- [AUFGABE]: Zieh bitte jede Zeile der Datensätze heraus, in der das Wort „orange“ vorkommt. Groß- und Kleinschreibung ist zu beachten.

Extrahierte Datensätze
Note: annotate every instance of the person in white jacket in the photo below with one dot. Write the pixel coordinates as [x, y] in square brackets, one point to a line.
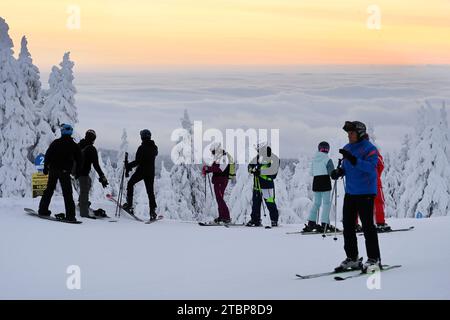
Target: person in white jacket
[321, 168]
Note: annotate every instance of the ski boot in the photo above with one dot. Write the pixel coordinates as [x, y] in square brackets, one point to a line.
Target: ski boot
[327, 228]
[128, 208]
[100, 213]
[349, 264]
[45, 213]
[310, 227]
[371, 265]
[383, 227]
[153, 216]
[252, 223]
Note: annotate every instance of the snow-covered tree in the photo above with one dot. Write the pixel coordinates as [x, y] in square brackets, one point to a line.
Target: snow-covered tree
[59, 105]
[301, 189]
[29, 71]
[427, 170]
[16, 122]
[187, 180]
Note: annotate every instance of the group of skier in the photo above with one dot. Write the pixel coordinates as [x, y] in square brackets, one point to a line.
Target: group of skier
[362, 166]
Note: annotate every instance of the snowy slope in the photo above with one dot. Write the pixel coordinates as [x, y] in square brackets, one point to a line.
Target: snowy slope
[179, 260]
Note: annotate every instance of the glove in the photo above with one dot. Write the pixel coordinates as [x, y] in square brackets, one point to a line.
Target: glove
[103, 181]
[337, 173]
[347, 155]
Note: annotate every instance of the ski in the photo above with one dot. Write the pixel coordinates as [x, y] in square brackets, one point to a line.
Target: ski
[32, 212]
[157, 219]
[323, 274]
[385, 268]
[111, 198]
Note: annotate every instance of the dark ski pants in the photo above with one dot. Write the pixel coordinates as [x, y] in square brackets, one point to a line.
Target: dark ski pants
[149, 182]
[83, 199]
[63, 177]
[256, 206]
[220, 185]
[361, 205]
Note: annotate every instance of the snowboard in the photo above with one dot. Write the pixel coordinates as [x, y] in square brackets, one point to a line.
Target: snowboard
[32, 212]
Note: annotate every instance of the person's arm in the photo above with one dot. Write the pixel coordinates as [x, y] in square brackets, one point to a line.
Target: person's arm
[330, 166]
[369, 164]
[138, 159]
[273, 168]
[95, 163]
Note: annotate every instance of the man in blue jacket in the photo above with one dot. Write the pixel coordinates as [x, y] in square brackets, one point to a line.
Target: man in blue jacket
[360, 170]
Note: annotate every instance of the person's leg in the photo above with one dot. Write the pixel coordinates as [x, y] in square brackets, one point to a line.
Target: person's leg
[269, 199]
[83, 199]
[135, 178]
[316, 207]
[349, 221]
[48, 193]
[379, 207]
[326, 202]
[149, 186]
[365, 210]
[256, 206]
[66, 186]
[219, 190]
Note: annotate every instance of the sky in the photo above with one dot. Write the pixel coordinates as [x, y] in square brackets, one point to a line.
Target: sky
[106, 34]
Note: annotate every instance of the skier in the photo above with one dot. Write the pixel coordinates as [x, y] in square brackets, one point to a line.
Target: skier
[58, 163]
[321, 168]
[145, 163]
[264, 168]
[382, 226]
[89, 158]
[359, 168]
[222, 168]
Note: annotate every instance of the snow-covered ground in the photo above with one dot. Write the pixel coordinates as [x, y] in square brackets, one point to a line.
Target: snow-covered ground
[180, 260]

* * *

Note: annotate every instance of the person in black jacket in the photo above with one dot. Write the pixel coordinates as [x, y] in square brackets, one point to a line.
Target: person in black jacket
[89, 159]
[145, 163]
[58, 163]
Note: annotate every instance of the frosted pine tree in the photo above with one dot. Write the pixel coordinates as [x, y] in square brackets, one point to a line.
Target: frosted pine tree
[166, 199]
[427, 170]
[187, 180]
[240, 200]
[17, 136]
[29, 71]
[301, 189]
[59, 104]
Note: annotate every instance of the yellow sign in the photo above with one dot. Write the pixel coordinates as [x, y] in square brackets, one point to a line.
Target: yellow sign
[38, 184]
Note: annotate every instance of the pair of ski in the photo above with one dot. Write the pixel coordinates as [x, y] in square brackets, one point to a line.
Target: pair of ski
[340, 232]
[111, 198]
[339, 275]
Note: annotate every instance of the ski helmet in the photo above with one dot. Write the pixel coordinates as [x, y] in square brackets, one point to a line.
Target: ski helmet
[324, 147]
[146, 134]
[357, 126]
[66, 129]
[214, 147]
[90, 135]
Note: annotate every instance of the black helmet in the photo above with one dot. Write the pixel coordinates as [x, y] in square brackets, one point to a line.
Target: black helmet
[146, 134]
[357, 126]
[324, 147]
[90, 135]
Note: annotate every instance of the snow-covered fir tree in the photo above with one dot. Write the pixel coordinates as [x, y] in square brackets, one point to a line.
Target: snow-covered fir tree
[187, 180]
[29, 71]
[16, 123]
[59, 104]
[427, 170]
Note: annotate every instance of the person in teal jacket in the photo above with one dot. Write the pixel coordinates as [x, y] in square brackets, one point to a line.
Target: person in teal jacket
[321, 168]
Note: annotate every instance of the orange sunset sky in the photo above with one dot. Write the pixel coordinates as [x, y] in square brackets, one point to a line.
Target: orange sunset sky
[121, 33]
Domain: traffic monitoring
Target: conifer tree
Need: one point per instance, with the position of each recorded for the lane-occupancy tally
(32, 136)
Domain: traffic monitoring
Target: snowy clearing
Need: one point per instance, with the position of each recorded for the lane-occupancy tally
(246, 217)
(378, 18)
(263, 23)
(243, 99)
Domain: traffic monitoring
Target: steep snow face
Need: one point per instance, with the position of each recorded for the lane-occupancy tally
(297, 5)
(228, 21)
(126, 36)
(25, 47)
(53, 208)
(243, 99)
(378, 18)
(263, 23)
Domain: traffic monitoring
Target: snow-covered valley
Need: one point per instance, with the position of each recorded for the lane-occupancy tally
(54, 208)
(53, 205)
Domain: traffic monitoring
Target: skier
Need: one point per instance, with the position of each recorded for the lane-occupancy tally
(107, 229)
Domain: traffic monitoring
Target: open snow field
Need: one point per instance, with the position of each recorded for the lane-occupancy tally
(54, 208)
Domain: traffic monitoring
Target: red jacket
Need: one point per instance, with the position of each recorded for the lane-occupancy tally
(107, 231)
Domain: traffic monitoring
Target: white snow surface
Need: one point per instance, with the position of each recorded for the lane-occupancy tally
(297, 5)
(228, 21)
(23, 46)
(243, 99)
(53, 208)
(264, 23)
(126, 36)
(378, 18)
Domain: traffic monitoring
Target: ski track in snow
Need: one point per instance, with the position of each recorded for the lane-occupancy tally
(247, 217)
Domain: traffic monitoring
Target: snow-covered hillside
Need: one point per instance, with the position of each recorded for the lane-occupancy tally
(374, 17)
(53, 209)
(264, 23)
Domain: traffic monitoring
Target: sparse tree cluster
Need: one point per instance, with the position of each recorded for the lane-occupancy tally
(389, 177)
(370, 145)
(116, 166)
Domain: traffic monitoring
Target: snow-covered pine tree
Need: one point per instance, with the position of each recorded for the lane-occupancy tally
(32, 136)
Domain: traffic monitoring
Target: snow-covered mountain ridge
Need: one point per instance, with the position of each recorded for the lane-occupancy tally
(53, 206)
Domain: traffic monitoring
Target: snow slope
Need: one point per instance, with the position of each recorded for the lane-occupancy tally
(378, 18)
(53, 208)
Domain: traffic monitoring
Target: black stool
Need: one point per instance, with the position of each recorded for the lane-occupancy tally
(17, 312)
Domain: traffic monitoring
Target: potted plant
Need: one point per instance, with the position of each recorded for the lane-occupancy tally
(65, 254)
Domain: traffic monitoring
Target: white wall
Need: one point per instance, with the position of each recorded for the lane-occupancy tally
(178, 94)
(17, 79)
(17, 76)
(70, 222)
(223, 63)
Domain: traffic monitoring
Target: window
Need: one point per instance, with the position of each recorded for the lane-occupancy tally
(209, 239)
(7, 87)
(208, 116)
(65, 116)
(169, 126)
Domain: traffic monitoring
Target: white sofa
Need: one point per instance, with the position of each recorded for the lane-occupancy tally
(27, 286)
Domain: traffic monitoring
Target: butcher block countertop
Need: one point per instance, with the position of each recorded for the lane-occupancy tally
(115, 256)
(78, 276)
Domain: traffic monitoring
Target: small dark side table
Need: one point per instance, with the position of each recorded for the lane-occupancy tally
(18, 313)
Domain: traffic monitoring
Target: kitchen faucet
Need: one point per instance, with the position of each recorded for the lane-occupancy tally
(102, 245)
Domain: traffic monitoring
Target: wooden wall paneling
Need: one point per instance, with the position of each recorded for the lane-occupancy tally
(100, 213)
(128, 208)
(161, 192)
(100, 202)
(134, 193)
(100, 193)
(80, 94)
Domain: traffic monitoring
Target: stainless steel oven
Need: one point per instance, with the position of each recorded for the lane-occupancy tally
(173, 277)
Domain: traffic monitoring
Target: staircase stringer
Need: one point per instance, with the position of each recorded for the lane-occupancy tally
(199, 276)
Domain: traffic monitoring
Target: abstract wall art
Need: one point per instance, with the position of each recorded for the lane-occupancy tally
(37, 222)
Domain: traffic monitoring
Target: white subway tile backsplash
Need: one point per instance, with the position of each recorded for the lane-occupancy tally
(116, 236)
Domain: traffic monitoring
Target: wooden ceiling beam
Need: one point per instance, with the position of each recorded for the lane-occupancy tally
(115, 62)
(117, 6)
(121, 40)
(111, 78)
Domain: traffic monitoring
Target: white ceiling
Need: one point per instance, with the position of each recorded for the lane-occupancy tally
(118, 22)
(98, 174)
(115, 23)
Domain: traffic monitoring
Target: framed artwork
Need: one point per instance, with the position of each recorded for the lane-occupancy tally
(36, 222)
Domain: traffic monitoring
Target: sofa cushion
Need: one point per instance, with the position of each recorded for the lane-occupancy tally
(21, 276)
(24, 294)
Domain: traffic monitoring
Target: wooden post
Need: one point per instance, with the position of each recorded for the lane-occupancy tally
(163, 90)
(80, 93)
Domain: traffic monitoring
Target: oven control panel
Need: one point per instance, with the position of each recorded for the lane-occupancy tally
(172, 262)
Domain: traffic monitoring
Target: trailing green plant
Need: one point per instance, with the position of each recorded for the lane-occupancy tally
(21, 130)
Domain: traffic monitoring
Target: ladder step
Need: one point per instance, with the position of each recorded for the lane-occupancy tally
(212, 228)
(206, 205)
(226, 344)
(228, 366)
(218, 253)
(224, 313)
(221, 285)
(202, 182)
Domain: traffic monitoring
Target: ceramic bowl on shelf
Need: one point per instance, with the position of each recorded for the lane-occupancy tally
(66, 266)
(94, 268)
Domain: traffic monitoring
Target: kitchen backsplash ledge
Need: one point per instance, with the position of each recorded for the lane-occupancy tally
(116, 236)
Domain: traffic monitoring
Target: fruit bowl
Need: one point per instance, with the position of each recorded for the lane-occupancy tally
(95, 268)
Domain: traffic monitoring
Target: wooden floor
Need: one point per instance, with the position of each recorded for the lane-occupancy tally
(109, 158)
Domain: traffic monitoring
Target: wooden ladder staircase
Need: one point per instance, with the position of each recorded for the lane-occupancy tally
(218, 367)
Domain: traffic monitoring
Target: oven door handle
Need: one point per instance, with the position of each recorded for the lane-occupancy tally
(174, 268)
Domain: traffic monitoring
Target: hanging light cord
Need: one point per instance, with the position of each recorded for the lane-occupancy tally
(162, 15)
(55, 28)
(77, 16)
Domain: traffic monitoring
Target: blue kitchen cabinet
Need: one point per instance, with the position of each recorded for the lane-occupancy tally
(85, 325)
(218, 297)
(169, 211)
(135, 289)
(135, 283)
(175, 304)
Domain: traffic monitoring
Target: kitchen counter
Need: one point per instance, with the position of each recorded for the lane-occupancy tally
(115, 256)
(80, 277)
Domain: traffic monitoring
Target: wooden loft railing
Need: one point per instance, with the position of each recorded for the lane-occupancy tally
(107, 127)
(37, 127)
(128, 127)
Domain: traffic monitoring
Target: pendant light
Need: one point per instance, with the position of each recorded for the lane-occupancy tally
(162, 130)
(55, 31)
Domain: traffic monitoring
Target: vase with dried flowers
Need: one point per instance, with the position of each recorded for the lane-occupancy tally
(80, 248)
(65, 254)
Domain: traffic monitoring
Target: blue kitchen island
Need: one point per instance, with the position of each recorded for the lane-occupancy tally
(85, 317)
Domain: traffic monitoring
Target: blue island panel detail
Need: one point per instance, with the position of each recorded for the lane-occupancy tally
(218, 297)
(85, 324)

==

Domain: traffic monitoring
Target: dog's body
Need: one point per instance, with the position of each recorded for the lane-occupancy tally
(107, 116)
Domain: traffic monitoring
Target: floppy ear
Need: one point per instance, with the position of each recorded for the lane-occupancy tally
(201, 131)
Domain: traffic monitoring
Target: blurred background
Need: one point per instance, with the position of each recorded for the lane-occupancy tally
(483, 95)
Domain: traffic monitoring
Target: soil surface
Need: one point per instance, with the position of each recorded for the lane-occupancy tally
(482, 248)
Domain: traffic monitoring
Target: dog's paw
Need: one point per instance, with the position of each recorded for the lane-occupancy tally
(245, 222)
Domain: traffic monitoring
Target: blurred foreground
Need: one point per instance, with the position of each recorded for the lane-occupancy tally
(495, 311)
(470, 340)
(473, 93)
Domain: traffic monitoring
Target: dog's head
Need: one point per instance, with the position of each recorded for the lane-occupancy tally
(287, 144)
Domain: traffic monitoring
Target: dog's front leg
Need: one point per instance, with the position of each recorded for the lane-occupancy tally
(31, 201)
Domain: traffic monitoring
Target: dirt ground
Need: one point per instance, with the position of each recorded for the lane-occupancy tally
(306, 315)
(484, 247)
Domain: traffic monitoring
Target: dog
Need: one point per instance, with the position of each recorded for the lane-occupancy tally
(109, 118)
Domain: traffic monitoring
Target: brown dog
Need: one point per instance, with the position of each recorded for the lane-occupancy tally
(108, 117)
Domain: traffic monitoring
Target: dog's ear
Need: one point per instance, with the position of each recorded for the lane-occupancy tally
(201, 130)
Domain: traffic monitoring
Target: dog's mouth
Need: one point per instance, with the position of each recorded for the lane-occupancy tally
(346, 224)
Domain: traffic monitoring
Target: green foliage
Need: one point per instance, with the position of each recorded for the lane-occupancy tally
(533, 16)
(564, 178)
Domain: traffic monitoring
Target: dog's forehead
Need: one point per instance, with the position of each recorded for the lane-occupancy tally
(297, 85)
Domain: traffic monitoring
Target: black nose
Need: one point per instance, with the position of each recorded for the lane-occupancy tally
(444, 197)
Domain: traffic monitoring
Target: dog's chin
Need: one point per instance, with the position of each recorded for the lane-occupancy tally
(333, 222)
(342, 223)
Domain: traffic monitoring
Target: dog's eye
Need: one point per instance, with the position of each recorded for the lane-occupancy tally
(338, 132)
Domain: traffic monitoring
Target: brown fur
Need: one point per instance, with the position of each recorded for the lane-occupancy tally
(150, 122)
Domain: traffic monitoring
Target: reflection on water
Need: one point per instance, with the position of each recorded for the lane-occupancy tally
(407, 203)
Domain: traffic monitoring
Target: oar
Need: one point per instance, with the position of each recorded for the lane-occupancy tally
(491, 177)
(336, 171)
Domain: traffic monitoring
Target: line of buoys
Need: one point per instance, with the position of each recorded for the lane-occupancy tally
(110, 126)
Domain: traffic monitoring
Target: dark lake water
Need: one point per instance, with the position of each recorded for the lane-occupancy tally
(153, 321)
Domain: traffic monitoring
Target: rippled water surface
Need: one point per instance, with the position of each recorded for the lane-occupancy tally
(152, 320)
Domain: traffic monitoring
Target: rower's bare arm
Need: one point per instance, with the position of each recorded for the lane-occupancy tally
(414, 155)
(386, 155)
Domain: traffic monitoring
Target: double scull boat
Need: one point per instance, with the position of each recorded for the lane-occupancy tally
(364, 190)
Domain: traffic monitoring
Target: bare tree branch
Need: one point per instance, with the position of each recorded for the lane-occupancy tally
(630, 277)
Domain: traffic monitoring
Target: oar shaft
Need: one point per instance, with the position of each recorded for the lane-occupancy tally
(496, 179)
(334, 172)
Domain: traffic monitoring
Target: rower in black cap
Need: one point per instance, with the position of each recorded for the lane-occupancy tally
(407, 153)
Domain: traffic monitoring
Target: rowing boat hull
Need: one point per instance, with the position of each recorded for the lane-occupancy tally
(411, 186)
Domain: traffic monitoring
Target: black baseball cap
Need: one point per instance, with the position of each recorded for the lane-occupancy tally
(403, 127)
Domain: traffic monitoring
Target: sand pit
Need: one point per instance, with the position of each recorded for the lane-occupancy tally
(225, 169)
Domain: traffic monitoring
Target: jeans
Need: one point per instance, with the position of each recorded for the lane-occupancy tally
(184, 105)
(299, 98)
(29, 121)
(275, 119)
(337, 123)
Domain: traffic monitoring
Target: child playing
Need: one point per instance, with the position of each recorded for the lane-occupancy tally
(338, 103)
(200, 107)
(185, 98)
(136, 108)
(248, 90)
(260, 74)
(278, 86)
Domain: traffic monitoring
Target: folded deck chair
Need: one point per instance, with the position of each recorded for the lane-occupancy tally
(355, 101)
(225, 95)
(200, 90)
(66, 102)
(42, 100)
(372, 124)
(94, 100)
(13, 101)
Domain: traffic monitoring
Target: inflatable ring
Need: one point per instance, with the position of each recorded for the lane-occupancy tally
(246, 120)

- [LÖSUNG]:
Note: annotate every instance of the orange sunset sky in the photo above with one dot. Write the pixel coordinates as [x, y] in square brackets, one point to a line.
Target: orange sunset sky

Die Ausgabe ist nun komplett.